▸ What to do
1 > List every type of cancer named in the Marimastat article.
2 > Answer these questions from the Marimastat article:
(a) At which meeting was the data presented, and in what city?
(b) How many patients with gastric cancers were in the reported results?
(c) What condition is Lexipaphant meant to treat?
3 > Copy the passage of the Marimastat article starting at "The data was" and ending at "in the disease.".

James Noble, finance director, said: "It is rather odd that the shares have gone down, because these are by far the most important results we have reported as a company." He ascribed the reaction to the fact that data was "just very, very complicated".

Many analysts, however, downplayed the significance of the results, which for the first time included information on trials with patients with gastric and colorectal cancers. One analyst said: "Our broad thinking is that the information doesn't really add substantially to what we already know." Questions remained about the dosage regime and the side-effects of the drug, which causes pains in the arm and shoulder when used over a prolonged period.

The data was presented at the European Society for Medical Oncology meeting in Vienna, which brings together cancer specialists from all round Europe. British Biotech said the tests confirmed earlier results that showed higher dosage rates of 10mg, 25mg and 50mg twice a day were more effective than lower ones. The group claimed that the outcomes confirmed there was a connection between a reduction in antigens, used as a marker to monitor the progression of cancer, and a reduction in the disease.

"It is absolutely proved that we can reduce the antigens in a group of 381 patients and where we reduce the antigens people live longer," Mr Noble said. "We obviously think it is the drug's effect, but we can't prove it as yet."

The results in 14 patients suffering from gastric cancers showed half appearing to respond or showing no further progression of the disease. Despite microscopic evidence that Marimastat was coating tumours in a fibre, as predicted, analysts said the sample size was too small to be significant. Other studies in colorectal, ovarian and pancreatic cancers had shown similar results, Mr Noble said.

Phase three trials under way on Marimastat remain the key to the drug's final approval and launch onto the market, which is unlikely before 1999 or 2000, analysts say. A treatment for pancreatic cancer is likely to be marketed first, but external sales forecasts vary widely from $100m in the first year to $1bn.

Later this month, the group will give phase three test data for its Lexipaphant treatment for acute pancreatitis.

▸ Data provided
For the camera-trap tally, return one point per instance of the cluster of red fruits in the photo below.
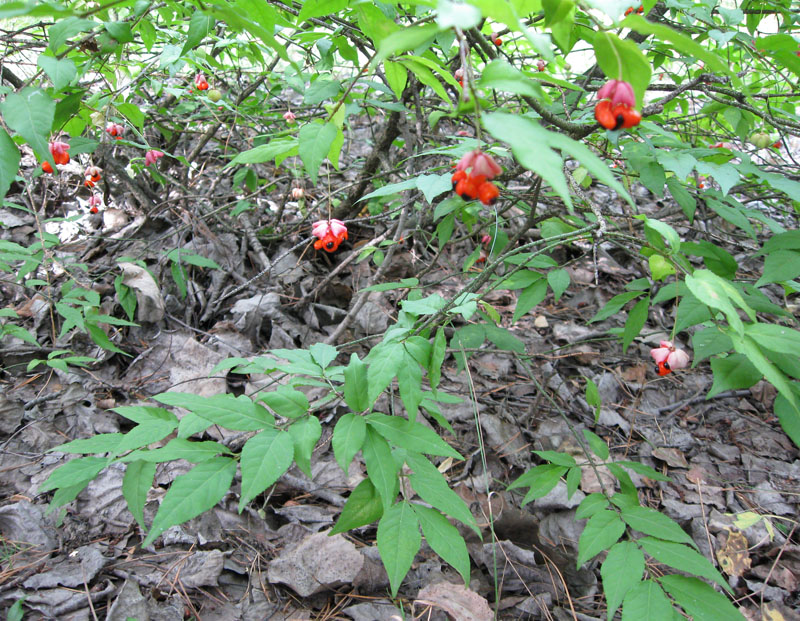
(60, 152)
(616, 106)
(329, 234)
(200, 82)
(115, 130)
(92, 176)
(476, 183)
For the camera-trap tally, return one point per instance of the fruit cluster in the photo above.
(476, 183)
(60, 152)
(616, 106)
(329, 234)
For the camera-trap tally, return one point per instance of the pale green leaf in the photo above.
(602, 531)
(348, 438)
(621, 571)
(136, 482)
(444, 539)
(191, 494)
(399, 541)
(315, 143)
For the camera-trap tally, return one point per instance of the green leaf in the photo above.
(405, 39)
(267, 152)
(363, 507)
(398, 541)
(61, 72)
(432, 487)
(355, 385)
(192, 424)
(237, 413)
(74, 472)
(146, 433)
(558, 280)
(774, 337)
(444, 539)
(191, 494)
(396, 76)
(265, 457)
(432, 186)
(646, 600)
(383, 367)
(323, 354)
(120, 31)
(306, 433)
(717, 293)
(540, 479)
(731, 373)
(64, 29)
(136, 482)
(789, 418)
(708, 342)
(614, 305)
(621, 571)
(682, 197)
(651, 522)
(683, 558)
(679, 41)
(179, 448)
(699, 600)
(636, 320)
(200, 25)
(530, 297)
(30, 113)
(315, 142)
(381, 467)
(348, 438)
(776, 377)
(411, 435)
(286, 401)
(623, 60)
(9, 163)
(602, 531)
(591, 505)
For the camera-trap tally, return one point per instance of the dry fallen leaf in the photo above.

▸ Replies
1 > gastric, colorectal, ovarian, pancreatic

2 >
(a) The European Society for Medical Oncology meeting, in Vienna
(b) 14
(c) Acute pancreatitis

3 >
The data was presented at the European Society for Medical Oncology meeting in Vienna, which brings together cancer specialists from all round Europe. British Biotech said the tests confirmed earlier results that showed higher dosage rates of 10mg, 25mg and 50mg twice a day were more effective than lower ones. The group claimed that the outcomes confirmed there was a connection between a reduction in antigens, used as a marker to monitor the progression of cancer, and a reduction in the disease.